WHAT IS EXPECTED: Lay out as a numbered list the lines of the records from the line containing "subject: palm tree trunk" up to and including the final line of the records, leaving out any blank lines.

[Annotation dataset records]
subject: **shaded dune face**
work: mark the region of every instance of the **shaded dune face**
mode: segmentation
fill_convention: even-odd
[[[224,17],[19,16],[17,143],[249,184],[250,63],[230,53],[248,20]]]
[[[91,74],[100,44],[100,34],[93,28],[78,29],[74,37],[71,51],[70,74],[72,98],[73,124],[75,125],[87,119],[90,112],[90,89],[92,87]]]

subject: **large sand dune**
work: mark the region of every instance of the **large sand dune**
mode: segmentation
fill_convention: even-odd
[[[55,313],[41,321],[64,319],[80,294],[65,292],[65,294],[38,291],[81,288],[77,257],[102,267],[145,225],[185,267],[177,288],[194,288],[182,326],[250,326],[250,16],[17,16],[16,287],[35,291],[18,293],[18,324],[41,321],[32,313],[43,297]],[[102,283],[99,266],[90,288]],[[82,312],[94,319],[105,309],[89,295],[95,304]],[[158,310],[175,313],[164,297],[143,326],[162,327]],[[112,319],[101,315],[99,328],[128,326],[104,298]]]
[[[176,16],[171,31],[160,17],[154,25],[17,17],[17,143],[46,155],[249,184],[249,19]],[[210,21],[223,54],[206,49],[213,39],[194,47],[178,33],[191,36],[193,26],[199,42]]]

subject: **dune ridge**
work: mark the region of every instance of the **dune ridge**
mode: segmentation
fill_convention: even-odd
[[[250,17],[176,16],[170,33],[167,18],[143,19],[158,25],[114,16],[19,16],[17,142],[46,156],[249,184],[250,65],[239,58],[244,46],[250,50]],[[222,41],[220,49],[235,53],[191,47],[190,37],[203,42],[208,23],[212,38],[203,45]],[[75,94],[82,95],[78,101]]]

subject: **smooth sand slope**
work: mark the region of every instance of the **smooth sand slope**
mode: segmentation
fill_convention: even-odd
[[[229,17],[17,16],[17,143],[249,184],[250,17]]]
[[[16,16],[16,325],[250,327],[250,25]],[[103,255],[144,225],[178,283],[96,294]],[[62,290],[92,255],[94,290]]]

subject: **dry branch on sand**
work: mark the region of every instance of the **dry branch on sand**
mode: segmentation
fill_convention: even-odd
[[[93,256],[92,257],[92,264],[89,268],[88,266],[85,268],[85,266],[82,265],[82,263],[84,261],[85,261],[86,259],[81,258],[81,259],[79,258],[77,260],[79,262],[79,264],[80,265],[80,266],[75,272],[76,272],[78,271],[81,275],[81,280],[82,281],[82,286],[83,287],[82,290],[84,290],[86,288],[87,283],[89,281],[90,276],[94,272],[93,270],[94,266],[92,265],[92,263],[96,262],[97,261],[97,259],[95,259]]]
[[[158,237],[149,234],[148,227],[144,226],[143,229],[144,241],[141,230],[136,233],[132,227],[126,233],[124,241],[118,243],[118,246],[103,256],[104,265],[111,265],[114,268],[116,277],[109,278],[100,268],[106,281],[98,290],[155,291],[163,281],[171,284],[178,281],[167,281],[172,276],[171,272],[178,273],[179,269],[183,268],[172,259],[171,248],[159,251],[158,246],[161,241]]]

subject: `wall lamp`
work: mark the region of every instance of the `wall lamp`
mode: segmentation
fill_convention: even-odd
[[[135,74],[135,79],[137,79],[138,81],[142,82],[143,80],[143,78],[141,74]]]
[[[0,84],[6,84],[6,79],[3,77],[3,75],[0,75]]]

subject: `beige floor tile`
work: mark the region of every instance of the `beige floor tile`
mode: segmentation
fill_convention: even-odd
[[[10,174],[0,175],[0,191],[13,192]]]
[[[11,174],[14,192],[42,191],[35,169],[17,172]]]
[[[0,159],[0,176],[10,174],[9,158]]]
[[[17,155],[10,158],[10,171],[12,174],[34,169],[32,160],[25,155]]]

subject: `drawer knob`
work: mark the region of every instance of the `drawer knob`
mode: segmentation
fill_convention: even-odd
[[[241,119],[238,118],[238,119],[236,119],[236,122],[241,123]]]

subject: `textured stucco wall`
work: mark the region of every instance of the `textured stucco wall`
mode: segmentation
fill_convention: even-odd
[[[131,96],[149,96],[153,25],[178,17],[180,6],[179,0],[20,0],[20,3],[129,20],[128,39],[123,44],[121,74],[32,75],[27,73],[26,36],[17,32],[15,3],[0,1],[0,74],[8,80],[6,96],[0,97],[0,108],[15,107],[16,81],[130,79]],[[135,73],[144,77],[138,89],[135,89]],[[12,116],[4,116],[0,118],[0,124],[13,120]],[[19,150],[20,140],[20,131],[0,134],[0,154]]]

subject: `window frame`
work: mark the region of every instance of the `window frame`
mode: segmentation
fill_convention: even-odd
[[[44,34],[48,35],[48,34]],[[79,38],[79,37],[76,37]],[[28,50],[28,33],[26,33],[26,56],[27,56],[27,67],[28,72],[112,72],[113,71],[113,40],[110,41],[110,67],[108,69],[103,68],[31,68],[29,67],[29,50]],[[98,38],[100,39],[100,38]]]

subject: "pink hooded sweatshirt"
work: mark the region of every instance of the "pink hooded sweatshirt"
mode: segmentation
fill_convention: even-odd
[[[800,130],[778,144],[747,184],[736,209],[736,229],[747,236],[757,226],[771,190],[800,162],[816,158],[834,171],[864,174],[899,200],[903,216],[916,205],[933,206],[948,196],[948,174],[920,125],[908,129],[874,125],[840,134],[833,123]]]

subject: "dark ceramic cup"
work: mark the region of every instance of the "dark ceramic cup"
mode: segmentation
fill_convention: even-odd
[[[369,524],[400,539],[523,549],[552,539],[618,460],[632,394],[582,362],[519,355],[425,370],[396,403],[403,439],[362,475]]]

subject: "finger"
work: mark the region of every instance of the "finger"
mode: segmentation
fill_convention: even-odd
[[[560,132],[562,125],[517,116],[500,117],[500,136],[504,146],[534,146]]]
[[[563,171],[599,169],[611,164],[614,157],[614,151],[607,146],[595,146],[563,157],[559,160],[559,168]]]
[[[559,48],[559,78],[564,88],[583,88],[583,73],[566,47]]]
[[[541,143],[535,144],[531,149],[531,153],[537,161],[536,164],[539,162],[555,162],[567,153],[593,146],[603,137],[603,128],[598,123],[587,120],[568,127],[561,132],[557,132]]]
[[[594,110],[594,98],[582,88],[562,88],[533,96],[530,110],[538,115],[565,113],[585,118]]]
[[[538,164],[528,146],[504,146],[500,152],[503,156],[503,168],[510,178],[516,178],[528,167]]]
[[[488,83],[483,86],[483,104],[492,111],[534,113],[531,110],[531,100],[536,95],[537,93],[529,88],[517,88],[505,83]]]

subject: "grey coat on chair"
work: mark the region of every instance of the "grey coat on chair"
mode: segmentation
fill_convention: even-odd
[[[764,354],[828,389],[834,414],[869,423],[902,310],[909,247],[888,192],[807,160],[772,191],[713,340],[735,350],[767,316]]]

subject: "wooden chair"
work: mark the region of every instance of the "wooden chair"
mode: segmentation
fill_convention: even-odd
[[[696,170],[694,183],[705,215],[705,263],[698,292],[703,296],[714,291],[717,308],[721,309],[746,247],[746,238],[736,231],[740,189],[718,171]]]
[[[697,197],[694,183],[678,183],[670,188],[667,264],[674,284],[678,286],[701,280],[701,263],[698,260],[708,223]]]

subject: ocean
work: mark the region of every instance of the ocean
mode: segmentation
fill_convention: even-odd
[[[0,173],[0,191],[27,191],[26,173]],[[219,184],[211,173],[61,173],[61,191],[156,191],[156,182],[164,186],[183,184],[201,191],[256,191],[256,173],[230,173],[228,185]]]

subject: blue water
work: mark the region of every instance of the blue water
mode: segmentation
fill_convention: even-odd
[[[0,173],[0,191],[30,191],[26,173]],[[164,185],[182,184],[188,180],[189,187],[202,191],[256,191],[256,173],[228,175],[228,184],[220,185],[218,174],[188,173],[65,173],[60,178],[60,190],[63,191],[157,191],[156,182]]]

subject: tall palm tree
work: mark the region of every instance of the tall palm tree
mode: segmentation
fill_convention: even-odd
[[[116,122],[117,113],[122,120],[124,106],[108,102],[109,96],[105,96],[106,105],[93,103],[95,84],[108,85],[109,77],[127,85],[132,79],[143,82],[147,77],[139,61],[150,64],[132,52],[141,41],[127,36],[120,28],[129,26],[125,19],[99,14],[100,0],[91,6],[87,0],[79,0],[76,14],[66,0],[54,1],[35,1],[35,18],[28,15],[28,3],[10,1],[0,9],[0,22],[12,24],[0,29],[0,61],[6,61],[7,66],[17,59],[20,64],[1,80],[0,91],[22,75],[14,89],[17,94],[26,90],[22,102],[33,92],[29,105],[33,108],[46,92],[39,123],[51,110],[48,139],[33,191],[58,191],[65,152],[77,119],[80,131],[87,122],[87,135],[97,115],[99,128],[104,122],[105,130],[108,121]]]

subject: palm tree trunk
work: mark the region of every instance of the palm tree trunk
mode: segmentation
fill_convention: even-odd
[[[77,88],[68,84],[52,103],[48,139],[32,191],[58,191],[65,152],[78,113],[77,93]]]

RESPONSE TO THIS EXERCISE:
1. subject: palm tree trunk
2. work: mark the region of every instance of the palm tree trunk
3. mode: segmentation
4. fill_convention: even-odd
5. [[[77,88],[68,84],[52,103],[48,139],[32,191],[58,191],[65,152],[78,113],[77,93]]]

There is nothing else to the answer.